**Goal of the exercise:**
Among the entries below, copy every line that carries the word "white".

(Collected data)
* * * * * * *
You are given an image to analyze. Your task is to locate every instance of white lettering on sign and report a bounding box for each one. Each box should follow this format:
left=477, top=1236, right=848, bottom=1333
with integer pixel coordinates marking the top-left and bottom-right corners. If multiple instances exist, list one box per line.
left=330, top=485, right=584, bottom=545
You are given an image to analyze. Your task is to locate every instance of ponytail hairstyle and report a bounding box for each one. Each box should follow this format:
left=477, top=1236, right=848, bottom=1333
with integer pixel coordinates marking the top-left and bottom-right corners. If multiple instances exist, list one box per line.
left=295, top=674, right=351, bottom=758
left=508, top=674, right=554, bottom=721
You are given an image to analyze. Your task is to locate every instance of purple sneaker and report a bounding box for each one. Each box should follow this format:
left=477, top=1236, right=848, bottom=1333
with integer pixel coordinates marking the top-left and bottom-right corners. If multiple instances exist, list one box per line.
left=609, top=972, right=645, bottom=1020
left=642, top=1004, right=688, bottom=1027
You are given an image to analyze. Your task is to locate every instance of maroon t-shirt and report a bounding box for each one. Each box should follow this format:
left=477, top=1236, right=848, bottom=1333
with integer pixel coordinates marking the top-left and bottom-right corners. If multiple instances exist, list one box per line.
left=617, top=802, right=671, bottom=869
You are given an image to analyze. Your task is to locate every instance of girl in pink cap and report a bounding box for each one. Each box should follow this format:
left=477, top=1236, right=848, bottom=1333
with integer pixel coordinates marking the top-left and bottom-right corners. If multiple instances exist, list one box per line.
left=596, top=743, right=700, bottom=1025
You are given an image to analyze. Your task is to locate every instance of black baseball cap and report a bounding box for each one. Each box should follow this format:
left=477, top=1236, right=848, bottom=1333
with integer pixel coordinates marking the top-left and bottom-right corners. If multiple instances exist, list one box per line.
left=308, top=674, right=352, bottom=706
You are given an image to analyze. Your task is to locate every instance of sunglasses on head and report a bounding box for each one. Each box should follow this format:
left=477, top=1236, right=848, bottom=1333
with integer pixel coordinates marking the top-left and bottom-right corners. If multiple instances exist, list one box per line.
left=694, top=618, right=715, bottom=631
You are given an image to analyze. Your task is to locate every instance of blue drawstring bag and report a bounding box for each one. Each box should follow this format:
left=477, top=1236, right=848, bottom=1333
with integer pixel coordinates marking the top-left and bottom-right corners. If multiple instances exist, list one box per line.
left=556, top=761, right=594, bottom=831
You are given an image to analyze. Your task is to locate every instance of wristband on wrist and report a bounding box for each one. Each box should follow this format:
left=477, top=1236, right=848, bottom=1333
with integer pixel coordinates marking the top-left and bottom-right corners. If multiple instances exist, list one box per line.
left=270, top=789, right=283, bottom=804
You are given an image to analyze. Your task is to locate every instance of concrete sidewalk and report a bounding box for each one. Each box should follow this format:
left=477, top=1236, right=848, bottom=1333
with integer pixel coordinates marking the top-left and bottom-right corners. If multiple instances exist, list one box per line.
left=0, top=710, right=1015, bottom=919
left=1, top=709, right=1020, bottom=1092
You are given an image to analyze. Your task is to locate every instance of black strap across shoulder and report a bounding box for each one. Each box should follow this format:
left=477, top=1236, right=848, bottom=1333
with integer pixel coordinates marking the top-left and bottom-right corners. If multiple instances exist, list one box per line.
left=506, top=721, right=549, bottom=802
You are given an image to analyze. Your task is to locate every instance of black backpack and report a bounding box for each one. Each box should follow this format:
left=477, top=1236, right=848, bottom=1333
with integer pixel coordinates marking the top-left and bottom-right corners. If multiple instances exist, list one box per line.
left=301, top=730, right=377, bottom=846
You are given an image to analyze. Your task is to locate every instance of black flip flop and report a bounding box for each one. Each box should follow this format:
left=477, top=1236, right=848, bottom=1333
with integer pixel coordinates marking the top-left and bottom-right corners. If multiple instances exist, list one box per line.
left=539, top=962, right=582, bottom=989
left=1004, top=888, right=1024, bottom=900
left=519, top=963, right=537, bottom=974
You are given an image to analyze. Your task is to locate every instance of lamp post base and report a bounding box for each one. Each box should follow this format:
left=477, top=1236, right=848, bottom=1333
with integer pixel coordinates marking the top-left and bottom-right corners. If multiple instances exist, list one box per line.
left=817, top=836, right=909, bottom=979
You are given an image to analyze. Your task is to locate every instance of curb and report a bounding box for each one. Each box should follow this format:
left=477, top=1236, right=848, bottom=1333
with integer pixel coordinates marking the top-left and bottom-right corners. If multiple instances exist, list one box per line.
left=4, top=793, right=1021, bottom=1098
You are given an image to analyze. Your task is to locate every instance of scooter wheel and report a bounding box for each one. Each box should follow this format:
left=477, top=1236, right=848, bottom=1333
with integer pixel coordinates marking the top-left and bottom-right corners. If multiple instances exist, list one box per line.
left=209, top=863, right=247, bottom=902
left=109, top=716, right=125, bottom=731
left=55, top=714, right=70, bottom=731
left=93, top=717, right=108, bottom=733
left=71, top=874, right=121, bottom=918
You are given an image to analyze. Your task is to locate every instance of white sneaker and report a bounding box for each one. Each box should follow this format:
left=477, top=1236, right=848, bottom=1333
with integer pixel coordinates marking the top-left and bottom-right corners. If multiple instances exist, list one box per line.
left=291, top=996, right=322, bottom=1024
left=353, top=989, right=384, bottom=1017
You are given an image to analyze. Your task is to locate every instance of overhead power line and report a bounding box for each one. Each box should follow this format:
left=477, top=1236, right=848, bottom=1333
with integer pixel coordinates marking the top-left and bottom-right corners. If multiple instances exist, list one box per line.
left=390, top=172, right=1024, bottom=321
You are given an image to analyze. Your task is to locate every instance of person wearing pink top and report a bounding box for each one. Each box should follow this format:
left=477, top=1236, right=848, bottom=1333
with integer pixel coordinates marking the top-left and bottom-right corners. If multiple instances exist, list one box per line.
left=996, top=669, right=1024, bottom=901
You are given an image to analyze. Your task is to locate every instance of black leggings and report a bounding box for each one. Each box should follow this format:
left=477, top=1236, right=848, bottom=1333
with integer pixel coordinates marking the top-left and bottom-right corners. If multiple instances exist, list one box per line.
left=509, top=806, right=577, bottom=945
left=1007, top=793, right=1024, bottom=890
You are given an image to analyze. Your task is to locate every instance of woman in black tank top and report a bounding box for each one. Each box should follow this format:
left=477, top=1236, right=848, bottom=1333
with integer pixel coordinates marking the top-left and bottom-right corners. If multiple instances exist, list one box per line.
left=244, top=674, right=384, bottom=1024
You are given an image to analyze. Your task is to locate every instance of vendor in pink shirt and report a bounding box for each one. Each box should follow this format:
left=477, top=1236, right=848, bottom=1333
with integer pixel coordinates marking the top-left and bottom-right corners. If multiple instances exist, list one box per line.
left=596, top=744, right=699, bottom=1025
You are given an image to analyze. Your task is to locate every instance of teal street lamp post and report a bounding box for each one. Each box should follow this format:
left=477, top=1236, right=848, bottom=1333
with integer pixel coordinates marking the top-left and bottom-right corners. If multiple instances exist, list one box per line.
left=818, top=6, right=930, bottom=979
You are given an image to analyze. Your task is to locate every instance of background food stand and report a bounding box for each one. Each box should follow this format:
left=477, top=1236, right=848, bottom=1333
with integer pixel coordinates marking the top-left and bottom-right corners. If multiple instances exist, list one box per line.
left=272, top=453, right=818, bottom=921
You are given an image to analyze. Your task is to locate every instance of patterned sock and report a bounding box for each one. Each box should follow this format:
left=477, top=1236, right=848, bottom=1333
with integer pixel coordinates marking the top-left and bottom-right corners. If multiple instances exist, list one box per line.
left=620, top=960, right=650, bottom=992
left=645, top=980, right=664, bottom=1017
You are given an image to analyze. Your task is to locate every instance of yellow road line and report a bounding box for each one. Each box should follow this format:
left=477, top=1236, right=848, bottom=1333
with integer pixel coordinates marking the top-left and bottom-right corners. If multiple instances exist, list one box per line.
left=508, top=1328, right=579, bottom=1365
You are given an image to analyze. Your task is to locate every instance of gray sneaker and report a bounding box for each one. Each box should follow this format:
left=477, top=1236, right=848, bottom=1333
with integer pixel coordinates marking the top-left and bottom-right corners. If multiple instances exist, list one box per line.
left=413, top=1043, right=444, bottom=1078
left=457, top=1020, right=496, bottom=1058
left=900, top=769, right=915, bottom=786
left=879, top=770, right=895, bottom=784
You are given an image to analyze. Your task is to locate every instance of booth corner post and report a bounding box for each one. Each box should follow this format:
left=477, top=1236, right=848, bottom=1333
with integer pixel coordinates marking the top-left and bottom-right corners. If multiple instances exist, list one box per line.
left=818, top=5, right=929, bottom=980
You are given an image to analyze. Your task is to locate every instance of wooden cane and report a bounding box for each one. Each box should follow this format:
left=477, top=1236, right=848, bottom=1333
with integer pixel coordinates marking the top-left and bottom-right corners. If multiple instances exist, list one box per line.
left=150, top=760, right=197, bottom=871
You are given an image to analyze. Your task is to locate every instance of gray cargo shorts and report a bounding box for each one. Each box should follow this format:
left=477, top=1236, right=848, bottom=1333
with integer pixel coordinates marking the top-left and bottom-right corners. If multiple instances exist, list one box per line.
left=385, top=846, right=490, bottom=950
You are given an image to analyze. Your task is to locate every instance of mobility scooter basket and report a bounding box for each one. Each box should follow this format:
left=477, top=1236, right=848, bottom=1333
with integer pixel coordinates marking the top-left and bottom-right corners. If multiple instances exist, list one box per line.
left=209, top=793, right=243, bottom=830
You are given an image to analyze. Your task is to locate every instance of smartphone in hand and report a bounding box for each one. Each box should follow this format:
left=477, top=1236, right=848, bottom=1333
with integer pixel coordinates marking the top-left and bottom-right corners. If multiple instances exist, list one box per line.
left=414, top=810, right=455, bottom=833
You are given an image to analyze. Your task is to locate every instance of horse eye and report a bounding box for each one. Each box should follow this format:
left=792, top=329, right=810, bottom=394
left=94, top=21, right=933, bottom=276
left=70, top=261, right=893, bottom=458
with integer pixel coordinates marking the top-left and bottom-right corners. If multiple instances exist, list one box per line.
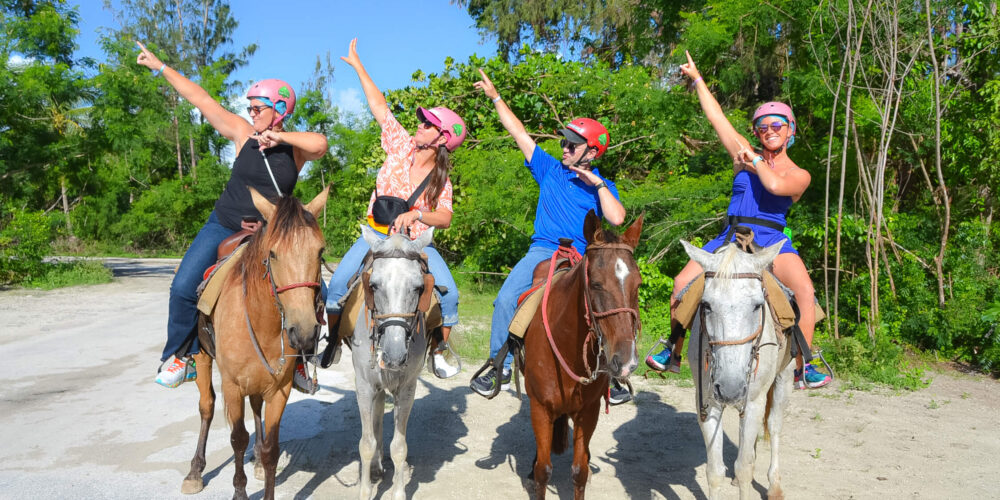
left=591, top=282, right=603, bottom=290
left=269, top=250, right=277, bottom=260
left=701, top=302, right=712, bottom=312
* * * * * * *
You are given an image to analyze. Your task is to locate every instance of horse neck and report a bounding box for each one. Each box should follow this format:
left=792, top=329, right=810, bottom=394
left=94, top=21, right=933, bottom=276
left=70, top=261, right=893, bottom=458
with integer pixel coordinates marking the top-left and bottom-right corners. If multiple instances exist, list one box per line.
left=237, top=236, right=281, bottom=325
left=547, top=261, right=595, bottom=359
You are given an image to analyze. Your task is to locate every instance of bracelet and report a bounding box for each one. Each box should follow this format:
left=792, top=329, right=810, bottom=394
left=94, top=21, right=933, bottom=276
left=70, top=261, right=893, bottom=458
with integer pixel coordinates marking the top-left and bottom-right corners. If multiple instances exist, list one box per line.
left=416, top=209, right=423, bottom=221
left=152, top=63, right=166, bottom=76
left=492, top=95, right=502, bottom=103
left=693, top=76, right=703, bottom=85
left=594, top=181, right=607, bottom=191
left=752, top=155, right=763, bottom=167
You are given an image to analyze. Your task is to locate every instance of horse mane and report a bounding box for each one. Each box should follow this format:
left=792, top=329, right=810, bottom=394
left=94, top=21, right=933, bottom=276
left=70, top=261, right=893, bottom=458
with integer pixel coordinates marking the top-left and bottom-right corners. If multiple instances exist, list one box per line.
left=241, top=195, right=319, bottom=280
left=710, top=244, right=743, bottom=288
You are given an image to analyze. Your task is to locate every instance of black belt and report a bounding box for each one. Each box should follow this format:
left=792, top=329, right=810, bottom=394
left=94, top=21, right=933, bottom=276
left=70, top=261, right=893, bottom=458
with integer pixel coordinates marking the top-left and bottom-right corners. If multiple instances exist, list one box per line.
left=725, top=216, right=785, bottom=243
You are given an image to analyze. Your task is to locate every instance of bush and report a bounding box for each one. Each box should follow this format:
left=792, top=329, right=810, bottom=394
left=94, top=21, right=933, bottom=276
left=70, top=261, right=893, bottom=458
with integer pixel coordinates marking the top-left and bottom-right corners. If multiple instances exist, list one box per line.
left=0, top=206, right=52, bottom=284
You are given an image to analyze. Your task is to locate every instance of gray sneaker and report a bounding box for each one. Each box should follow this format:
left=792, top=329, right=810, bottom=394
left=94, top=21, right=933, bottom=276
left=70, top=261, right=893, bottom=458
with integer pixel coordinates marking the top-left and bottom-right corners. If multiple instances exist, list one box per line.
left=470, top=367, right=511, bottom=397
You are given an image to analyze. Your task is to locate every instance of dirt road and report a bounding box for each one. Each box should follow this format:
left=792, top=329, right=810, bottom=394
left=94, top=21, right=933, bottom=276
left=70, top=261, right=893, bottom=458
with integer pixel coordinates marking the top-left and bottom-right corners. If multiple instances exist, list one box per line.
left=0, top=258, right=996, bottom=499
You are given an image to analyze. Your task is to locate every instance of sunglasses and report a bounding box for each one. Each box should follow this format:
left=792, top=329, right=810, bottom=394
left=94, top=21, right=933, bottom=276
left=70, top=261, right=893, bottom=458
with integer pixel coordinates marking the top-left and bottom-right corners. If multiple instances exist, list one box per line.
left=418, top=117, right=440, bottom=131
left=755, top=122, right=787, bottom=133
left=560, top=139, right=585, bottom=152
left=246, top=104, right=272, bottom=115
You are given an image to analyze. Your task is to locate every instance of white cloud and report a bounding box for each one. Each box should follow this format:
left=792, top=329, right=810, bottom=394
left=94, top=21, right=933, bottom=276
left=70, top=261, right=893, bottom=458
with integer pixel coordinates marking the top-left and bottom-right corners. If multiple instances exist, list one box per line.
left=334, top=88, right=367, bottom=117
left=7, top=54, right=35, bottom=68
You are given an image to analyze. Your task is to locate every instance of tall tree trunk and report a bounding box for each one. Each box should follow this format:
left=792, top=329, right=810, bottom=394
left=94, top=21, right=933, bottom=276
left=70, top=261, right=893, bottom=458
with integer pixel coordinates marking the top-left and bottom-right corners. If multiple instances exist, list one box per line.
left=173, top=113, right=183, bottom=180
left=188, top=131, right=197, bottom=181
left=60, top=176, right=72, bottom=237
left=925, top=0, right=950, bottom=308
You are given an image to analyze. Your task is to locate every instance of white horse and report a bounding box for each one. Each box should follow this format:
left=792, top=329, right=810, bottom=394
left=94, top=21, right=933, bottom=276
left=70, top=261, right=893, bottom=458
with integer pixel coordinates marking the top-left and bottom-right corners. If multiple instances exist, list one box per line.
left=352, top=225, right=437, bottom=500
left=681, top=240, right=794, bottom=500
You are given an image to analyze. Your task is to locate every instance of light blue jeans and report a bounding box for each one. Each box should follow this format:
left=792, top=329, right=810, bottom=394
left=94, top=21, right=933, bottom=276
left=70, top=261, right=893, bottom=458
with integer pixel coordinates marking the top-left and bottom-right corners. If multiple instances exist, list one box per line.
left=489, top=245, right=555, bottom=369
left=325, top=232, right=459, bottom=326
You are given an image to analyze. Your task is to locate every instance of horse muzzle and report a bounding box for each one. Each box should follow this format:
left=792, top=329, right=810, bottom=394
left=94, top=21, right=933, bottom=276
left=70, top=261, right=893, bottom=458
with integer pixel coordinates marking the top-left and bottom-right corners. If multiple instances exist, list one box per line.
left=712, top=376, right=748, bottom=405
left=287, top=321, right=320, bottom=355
* * * * * * *
**The answer:**
You are given an image to analyze. Your task is to locate every instance of white lettering on sign and report a bounding box for each one. Each box should follow this format:
You are given an image to analyze. Your task is to locate every instance of white sneaker and report a bounding box for each one. Each box should follow this format:
You are given an image to analyze. Your task is to locate every instance of white cloud and report a bounding box for each one. Each box should follow this format:
You are given an image to analyze. Your task is to locate every instance of white horse and report a bounding box for each one. Each box should follow this format:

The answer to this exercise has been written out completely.